*** Opening of DATA FOR THIS TASK ***
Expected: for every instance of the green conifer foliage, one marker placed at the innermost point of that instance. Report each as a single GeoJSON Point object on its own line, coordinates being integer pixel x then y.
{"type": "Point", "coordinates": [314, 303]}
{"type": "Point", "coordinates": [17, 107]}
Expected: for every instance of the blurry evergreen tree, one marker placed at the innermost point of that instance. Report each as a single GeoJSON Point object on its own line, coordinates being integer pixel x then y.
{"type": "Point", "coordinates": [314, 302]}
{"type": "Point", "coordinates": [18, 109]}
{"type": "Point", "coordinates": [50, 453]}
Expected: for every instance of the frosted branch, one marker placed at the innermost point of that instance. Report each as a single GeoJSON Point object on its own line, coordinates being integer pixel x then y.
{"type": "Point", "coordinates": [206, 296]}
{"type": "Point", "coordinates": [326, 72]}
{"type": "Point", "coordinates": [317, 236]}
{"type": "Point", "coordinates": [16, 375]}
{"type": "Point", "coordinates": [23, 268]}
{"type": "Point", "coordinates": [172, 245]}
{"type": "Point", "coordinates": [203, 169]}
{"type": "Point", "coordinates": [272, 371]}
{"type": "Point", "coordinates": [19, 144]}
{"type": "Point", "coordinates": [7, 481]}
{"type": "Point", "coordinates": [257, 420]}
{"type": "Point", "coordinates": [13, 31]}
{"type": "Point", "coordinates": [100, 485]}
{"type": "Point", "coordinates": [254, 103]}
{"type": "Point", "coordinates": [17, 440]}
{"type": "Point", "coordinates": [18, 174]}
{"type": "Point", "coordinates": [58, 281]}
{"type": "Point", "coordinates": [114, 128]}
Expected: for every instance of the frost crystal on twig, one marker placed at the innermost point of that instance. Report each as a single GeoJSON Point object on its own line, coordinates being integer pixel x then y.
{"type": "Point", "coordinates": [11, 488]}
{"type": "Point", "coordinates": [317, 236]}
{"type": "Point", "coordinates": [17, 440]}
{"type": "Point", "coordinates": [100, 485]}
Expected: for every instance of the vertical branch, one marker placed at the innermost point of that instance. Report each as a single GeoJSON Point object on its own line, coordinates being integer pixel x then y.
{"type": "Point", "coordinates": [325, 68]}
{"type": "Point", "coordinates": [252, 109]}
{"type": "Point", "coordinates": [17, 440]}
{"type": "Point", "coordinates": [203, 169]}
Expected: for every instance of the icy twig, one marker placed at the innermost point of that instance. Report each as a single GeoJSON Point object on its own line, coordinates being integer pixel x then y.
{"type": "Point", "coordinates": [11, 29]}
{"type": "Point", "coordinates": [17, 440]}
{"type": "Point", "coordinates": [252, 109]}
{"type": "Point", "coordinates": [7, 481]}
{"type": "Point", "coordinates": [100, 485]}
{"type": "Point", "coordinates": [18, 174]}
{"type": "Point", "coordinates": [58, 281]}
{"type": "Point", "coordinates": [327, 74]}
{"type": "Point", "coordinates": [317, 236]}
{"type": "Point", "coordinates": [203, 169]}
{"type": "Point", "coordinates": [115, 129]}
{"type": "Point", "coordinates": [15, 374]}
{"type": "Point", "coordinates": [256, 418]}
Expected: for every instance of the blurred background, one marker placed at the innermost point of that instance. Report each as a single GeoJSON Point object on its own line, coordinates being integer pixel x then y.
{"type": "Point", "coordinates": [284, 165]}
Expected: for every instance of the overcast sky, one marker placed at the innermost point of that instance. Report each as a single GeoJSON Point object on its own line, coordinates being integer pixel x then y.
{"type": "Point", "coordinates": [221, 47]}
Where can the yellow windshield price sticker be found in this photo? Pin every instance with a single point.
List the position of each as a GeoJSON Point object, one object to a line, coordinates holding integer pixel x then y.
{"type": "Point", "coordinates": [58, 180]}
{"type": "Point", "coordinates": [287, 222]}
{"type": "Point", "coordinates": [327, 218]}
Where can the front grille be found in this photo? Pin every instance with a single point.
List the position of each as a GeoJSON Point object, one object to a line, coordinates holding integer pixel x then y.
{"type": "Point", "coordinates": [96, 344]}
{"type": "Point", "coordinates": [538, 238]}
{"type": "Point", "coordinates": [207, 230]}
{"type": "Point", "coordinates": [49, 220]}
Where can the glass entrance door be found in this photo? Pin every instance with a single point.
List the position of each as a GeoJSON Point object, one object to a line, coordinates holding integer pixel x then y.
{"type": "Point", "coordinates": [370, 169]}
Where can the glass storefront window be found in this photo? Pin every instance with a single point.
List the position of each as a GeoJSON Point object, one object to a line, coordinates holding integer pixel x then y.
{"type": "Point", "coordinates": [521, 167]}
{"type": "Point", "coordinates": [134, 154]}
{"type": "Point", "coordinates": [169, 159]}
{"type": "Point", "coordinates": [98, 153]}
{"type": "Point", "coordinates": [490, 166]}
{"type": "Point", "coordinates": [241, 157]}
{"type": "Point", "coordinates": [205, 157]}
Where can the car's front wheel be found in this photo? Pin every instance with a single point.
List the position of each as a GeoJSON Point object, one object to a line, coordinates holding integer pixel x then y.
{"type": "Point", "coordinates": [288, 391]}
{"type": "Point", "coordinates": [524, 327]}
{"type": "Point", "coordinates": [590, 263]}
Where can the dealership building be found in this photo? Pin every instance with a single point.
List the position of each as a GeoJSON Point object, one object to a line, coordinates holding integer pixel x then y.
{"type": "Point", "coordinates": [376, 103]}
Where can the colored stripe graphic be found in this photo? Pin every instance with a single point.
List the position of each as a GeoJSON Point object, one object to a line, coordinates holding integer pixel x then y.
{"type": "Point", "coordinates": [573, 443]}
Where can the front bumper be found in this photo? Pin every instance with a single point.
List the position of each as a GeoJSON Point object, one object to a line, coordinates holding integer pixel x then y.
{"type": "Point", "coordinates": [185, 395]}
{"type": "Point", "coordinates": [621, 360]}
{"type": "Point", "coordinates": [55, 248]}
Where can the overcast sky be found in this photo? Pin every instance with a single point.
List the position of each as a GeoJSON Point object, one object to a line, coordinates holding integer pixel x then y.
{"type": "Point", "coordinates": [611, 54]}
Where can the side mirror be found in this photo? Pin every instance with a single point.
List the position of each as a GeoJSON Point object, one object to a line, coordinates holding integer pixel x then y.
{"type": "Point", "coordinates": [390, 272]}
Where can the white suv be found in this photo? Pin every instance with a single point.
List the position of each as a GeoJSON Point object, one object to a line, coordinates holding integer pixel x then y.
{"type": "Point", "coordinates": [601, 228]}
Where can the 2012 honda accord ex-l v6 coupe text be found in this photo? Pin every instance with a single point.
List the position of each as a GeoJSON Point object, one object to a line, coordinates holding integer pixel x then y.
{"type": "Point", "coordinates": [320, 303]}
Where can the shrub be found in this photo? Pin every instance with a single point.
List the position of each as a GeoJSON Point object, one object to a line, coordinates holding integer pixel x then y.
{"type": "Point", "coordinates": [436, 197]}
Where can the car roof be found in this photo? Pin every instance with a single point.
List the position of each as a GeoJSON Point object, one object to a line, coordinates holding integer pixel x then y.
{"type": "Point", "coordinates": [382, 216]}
*** Close of DATA FOR THIS TASK ***
* BRIEF
Tally up the lines in the records that contain the word "glass" and give only the total.

* SOLUTION FOR THIS EXERCISE
2